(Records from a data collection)
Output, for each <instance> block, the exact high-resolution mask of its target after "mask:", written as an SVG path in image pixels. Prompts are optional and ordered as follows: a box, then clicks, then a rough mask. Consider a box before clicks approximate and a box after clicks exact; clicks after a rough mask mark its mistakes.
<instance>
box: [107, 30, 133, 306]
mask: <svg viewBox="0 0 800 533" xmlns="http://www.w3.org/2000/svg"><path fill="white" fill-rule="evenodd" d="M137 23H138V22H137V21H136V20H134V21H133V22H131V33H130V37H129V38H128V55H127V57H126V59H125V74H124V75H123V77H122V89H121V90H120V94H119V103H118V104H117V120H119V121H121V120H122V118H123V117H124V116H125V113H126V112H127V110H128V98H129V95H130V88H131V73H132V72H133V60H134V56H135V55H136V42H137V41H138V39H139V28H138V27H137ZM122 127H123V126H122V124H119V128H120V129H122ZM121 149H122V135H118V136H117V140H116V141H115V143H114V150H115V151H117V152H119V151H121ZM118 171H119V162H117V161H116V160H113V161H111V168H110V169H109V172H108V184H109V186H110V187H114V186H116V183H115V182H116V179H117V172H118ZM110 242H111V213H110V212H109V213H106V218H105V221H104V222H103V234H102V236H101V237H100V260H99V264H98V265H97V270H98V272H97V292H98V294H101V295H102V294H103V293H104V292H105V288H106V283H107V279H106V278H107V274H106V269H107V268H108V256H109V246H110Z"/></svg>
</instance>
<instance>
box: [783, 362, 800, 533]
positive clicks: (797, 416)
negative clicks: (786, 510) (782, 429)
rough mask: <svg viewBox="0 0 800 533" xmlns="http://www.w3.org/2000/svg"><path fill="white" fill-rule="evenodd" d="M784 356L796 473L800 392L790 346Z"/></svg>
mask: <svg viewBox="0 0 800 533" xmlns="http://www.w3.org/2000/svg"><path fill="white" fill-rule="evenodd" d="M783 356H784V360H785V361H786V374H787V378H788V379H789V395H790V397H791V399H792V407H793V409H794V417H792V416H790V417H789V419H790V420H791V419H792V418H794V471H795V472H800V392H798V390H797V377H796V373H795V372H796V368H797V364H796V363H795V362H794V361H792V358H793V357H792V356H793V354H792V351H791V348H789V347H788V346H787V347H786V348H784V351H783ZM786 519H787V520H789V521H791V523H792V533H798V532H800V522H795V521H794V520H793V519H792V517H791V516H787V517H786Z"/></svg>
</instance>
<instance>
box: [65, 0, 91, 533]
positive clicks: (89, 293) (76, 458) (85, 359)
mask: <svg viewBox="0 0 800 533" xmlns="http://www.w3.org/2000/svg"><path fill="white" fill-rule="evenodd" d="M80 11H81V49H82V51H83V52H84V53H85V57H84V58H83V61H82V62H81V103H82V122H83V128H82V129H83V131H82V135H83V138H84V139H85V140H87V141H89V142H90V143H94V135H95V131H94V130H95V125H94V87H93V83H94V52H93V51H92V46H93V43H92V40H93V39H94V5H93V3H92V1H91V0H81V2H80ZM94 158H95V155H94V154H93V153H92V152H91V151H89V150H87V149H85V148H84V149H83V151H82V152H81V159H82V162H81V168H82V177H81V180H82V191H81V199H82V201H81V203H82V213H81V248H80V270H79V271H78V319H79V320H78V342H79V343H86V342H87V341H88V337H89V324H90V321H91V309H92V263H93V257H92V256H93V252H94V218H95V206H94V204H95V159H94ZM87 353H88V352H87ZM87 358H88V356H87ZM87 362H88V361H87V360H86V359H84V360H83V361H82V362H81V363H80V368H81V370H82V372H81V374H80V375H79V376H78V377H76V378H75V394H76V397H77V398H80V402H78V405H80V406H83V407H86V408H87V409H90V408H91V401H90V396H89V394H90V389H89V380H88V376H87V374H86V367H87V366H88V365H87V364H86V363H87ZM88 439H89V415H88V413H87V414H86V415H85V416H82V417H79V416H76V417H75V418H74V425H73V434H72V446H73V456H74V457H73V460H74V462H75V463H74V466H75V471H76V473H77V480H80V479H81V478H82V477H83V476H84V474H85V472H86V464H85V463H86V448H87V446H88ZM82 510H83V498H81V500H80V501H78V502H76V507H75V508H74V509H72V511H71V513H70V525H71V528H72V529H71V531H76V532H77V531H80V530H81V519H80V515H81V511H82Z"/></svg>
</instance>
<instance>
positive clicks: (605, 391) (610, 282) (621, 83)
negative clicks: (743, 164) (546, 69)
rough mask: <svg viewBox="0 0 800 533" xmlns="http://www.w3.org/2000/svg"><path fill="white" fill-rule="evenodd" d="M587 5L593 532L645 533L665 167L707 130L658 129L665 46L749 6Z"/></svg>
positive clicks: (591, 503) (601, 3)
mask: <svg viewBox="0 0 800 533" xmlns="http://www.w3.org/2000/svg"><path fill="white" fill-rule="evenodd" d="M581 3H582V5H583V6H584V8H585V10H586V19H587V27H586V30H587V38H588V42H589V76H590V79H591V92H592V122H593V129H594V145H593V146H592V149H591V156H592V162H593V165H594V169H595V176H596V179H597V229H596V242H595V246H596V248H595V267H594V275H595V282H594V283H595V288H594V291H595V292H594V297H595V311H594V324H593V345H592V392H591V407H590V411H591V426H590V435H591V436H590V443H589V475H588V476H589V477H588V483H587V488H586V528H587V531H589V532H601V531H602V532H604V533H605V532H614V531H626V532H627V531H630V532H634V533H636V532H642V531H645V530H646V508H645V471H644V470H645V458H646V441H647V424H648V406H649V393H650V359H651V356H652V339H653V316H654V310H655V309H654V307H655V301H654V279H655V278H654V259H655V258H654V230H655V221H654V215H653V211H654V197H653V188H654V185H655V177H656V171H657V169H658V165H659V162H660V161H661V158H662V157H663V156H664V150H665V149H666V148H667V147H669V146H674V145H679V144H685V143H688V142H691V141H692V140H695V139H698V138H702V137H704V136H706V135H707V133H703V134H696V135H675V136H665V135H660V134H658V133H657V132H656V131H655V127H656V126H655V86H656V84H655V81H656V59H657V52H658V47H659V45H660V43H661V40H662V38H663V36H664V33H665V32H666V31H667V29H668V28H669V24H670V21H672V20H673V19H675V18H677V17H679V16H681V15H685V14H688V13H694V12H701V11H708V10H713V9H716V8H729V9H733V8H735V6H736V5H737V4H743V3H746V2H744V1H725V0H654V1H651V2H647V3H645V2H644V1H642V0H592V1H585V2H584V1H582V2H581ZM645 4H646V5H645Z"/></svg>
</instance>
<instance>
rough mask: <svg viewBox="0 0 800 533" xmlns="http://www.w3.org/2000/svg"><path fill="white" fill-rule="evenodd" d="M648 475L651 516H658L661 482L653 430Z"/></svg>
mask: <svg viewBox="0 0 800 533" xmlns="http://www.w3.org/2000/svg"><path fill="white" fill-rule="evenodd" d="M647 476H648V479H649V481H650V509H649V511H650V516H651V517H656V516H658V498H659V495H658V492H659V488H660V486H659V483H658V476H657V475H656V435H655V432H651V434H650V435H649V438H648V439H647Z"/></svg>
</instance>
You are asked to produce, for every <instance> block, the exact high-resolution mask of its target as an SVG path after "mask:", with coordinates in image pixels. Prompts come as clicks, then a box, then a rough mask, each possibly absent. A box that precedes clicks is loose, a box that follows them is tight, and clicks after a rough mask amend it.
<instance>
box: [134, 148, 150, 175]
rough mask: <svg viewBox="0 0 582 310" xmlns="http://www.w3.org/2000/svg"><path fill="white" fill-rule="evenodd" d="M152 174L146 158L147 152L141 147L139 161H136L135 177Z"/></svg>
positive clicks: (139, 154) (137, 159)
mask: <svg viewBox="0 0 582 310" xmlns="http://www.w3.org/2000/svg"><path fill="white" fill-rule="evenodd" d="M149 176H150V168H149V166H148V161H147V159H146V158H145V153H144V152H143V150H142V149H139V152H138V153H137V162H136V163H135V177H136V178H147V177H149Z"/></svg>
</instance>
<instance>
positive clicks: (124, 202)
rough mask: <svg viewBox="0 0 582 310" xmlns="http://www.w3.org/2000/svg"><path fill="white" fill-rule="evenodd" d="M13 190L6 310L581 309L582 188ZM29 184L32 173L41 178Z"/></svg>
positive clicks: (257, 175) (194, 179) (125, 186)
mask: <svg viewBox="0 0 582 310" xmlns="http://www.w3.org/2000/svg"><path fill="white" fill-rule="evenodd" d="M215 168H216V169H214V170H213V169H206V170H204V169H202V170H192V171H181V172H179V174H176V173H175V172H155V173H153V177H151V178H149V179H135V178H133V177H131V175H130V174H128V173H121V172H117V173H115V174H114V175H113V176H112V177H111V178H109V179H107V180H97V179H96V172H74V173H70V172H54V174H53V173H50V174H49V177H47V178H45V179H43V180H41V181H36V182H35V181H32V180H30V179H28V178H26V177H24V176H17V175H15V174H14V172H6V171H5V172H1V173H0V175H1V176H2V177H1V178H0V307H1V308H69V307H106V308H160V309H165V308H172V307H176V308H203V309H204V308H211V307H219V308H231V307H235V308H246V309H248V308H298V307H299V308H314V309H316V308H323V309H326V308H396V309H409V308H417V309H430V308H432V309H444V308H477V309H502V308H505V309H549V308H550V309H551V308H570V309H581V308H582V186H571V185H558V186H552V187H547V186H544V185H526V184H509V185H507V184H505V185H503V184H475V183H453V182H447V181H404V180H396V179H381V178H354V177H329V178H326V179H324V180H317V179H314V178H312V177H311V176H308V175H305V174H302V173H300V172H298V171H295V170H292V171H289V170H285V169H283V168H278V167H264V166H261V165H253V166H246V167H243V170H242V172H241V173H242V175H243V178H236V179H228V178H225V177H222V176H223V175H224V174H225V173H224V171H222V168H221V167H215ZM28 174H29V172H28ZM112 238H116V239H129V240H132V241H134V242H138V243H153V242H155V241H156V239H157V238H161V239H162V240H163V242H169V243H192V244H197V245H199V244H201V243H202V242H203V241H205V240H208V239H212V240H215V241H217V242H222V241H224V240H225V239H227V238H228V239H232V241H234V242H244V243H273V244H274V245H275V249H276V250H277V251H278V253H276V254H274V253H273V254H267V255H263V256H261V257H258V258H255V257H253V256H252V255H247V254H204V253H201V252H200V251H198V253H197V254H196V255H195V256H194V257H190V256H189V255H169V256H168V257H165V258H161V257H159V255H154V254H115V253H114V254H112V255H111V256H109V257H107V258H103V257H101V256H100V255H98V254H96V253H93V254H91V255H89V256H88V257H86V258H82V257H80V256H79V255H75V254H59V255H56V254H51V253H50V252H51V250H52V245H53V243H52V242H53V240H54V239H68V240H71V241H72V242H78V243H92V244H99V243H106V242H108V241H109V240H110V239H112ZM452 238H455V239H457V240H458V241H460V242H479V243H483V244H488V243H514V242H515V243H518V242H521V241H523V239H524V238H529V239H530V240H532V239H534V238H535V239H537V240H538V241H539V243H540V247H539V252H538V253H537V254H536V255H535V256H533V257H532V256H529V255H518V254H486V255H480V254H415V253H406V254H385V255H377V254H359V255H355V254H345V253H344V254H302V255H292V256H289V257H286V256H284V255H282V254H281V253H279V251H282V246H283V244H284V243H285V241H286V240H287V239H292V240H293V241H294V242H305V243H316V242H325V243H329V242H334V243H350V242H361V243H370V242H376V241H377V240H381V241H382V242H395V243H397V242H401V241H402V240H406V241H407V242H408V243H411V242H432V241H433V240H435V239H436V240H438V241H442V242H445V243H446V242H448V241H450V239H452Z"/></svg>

_WORK TO COMPLETE:_
Output everything from the start of the lines down through the line containing "box: [107, 30, 133, 306]", both ends included, and nothing else.

_TASK SOLUTION:_
Output, for each <instance> block, the exact high-resolution mask of its target after "mask:", written as an SVG path in image pixels. Prompts are optional and ordered as follows: a box, then clicks, then a rough mask. Consider a box before clicks approximate and a box after clicks exact; clicks after a rough mask mark its mistakes.
<instance>
box: [107, 30, 133, 306]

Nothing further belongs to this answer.